When you print the records, keep every line identical to the original.

**Given data**

━━━━━━━━━━━━━━━━

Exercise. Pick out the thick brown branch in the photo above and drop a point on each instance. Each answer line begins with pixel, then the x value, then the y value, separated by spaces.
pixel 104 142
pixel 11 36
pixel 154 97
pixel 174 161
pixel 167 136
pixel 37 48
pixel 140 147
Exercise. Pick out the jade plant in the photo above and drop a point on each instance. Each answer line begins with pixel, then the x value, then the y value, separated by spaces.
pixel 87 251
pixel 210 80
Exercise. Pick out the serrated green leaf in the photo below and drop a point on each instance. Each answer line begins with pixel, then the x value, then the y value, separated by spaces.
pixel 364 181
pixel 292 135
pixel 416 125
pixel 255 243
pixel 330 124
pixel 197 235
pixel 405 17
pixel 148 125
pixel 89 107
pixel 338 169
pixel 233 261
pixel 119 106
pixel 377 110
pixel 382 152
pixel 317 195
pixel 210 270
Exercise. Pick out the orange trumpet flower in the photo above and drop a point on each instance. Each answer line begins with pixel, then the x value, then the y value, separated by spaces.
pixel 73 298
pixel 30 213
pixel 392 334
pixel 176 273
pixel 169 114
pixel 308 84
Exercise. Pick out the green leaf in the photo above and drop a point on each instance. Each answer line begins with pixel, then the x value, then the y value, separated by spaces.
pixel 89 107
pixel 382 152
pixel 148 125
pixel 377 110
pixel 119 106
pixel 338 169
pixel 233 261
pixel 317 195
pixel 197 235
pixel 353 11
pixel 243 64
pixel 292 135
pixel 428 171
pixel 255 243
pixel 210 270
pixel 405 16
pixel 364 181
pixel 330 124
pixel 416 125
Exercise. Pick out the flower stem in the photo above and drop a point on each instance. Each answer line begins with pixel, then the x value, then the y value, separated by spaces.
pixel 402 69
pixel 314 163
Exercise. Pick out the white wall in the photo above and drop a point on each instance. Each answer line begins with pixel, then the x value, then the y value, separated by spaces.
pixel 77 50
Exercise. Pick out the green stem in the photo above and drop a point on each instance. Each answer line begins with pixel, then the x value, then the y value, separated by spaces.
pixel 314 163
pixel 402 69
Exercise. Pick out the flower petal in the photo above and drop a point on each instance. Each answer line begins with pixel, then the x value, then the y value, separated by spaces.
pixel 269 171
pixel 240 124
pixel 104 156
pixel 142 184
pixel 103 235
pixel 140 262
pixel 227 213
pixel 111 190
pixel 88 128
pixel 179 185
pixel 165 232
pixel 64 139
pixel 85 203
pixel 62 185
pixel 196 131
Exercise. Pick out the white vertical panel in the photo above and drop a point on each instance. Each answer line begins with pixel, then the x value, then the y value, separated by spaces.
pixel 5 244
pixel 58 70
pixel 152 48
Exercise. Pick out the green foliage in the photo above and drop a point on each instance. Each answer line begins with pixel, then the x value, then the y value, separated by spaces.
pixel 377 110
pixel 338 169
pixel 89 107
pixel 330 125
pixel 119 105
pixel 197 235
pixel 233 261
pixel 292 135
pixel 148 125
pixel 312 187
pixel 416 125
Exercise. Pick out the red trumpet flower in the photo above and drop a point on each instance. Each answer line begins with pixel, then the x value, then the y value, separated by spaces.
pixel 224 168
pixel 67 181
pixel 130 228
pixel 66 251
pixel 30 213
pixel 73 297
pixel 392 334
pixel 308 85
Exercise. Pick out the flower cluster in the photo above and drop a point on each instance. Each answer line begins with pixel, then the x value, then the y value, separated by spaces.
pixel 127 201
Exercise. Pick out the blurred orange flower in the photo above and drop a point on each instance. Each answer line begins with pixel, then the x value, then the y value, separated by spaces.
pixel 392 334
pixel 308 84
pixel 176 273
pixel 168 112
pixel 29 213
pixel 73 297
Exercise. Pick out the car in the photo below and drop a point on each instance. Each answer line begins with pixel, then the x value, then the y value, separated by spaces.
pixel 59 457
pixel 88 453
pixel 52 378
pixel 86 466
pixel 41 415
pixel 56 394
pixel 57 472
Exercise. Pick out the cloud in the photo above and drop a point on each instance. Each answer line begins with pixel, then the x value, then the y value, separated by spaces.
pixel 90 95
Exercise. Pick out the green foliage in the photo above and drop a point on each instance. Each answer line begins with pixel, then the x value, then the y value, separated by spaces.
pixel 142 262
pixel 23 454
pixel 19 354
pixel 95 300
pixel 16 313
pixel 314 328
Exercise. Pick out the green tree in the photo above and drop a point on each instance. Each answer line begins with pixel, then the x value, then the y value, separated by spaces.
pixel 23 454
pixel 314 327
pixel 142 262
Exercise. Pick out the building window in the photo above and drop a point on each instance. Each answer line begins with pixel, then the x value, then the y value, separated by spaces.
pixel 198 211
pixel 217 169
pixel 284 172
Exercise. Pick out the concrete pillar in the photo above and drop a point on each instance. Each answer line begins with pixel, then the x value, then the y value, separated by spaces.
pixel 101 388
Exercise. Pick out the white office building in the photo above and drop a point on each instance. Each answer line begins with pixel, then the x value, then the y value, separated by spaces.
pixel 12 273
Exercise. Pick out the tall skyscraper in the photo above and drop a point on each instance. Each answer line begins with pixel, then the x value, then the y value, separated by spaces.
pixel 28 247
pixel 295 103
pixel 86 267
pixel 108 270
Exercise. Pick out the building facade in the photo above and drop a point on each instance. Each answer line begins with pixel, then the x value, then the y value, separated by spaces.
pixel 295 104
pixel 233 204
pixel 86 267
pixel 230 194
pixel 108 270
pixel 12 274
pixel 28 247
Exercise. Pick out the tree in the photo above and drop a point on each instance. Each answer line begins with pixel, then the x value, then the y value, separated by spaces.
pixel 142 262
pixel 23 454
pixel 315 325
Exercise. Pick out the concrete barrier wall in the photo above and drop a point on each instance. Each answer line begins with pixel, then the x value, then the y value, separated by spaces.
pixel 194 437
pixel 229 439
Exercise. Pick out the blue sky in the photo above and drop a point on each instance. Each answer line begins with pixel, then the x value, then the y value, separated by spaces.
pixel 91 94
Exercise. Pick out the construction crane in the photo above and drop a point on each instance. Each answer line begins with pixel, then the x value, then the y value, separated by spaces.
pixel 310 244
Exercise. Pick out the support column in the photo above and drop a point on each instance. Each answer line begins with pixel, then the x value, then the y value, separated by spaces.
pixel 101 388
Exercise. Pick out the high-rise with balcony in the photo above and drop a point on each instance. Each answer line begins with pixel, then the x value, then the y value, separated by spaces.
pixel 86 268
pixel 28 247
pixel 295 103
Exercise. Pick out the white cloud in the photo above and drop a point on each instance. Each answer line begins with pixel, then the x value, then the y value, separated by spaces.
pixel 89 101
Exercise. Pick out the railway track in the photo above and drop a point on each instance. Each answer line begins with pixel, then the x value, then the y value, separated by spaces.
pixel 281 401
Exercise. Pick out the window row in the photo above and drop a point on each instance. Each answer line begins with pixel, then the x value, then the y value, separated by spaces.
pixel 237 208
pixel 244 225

━━━━━━━━━━━━━━━━

**Task answer**
Exercise. Pick out the thick brown branch in the photo above and drop a point on each instance. Each answer line begins with pixel, then the x value, then the y value, separated by spaces.
pixel 104 142
pixel 11 36
pixel 154 97
pixel 174 161
pixel 167 136
pixel 37 48
pixel 140 147
Exercise. Pick out the jade plant in the photo above and drop a point on each instance. Each answer line begins with pixel, then the x value, then the y value, separated by spaces.
pixel 87 251
pixel 210 80
Exercise. Pick out the serrated green leaf in the photo below and drop a point on each instance. Each answer line begins with pixel, then the x value, then the y value, separated by spaces.
pixel 364 181
pixel 292 135
pixel 416 125
pixel 255 243
pixel 330 124
pixel 197 235
pixel 405 17
pixel 148 125
pixel 89 107
pixel 338 169
pixel 233 261
pixel 119 106
pixel 377 110
pixel 382 152
pixel 317 195
pixel 210 270
Exercise. Pick out the orange trumpet flower in the photo above and drop a point on each instance. Each answer line begins with pixel, then the x value, then the y value, separated by spaces.
pixel 73 298
pixel 30 213
pixel 392 334
pixel 176 273
pixel 169 114
pixel 308 84
Exercise. Pick out the green leaf in the photo above and drop a point on each instance. Each answer line begins with pixel, then the x value, then the y value, separated by spaces.
pixel 89 107
pixel 382 152
pixel 148 125
pixel 377 110
pixel 119 106
pixel 338 169
pixel 233 261
pixel 317 195
pixel 197 235
pixel 353 11
pixel 243 64
pixel 292 135
pixel 428 171
pixel 255 243
pixel 210 270
pixel 405 16
pixel 364 181
pixel 330 124
pixel 416 125
Exercise. Pick out the flower stem in the photo above and drop a point on each instance. Each answer line begins with pixel, then the x value, then the y value, separated by spaces.
pixel 402 69
pixel 314 163
Exercise. Pick out the white wall in the photo above and drop a point on each instance. Each answer line begins with pixel, then the x value, then the y value, separated by spaces.
pixel 77 50
Exercise. Pick out the green stem in the photo above and drop a point on each instance. Each answer line begins with pixel, then the x value, then the y value, separated by spaces.
pixel 314 163
pixel 402 69
Exercise. Pick out the flower petal in the photo above and drop a point on each instance. Each answer line begins with pixel, then the x value, then the y value, separated by spaces.
pixel 269 171
pixel 240 124
pixel 104 156
pixel 142 184
pixel 103 235
pixel 140 262
pixel 227 213
pixel 111 190
pixel 88 128
pixel 179 185
pixel 165 232
pixel 64 139
pixel 85 203
pixel 62 185
pixel 196 131
Exercise. Pick out the white vertical panel in the photo above and drop a point on each instance. Each answer line begins with pixel, then the x value, then the y value, separated by spaces.
pixel 5 244
pixel 58 70
pixel 152 48
Exercise. Pick out the green foliage in the photo above and drop a point on each instance. Each answer line begins with pixel, then the x value, then the y value, separated by spaces.
pixel 377 110
pixel 338 169
pixel 89 107
pixel 330 125
pixel 119 105
pixel 197 235
pixel 233 261
pixel 292 135
pixel 148 125
pixel 312 187
pixel 416 125
Exercise. Pick out the red trumpet flower in the photo above and drop a point on each instance. Each answer line begins with pixel, then the x value, then the y value, separated by spaces.
pixel 224 168
pixel 67 181
pixel 130 228
pixel 66 251
pixel 30 213
pixel 73 297
pixel 392 334
pixel 308 85
Exercise. Pick out the flower cluster in the photo above and drop a point on each instance. Each answer line begins with pixel, then the x value, then the y value, separated by spaces.
pixel 127 201
Exercise. Pick out the blurred orange flower in the photo above and drop a point on each instance. Each answer line begins with pixel, then the x value, then the y value, separated by spaces.
pixel 392 334
pixel 308 84
pixel 176 273
pixel 168 112
pixel 29 213
pixel 73 297
Exercise. Pick out the car in the photo below and drop a point on each instance. Each answer line begins with pixel, then the x value, then the y value, separated by spaces.
pixel 59 457
pixel 88 453
pixel 52 378
pixel 86 466
pixel 41 415
pixel 56 394
pixel 57 472
Exercise. Pick out the cloud in the photo above and drop a point on each instance. Each answer line begins with pixel, then the x value, then the y value, separated by spaces.
pixel 90 95
Exercise. Pick out the green foliage in the photo above and drop a point on each instance. Each answer line begins with pixel, then the x value, then the y value, separated by spaces.
pixel 142 262
pixel 23 454
pixel 19 354
pixel 95 300
pixel 16 313
pixel 314 328
Exercise. Pick out the green tree in the photo above and drop a point on each instance. Each answer line begins with pixel, then the x value, then the y value, separated by spaces.
pixel 23 454
pixel 314 327
pixel 142 262
Exercise. Pick out the building window in the photo above and drop a point on each instance. Each answer line begins with pixel, then the x value, then the y value, separated by spaces.
pixel 198 211
pixel 217 169
pixel 284 172
Exercise. Pick out the concrete pillar in the photo above and drop a point on each instance. Each answer line begins with pixel, then the x value, then the y value, separated by spaces.
pixel 101 388
Exercise. Pick out the white office building in the photo above and drop a point on each instance. Each answer line begins with pixel, then the x value, then the y value, separated by spaces.
pixel 12 273
Exercise. Pick out the tall skyscraper in the photo above and drop a point on each instance. Each answer line begins with pixel, then the x value, then the y value, separated by spaces.
pixel 28 247
pixel 295 103
pixel 86 267
pixel 108 270
Exercise. Pick out the building facade in the photo above and drop a point on each instance. Each answer line begins with pixel, then the x value, then the y value, separated by spaces.
pixel 295 104
pixel 233 204
pixel 86 267
pixel 230 194
pixel 108 270
pixel 12 274
pixel 28 247
Exercise. Pick out the tree in the photo above and drop a point on each instance. Each answer line begins with pixel, then the x value, then the y value, separated by spaces.
pixel 142 262
pixel 23 454
pixel 315 325
Exercise. Pick out the concrete barrier wall in the photo above and drop a point on each instance. Each answer line begins with pixel, then the x value, then the y value, separated by spaces.
pixel 194 437
pixel 229 439
Exercise. Pick out the blue sky in the photo above and drop a point on each instance. Each answer line begins with pixel, then the x value, then the y value, separated by spaces.
pixel 91 94
Exercise. Pick out the construction crane in the photo above and drop a point on each instance. Each answer line begins with pixel, then the x value, then the y value, separated by spaces.
pixel 310 244
Exercise. Pick out the support column in the photo above and drop a point on each instance. Each answer line begins with pixel, then the x value, then the y value, separated by spaces.
pixel 101 388
Exercise. Pick out the high-rise with balcony in the photo above and drop a point on each instance. Each answer line begins with pixel, then the x value, then the y value, separated by spaces.
pixel 86 268
pixel 28 247
pixel 295 103
Exercise. Pick out the white cloud in the photo above and drop a point on each instance. Each answer line begins with pixel, then the x value, then the y value, separated by spaces.
pixel 89 101
Exercise. Pick out the railway track in the photo above and drop a point on each instance. Each answer line begins with pixel, then the x value, then the y value, separated by spaces.
pixel 281 401
Exercise. Pick out the window row in the photo above and drop a point on each instance. Each answer line begins with pixel, then the x value, then the y value, separated by spaces.
pixel 237 208
pixel 244 225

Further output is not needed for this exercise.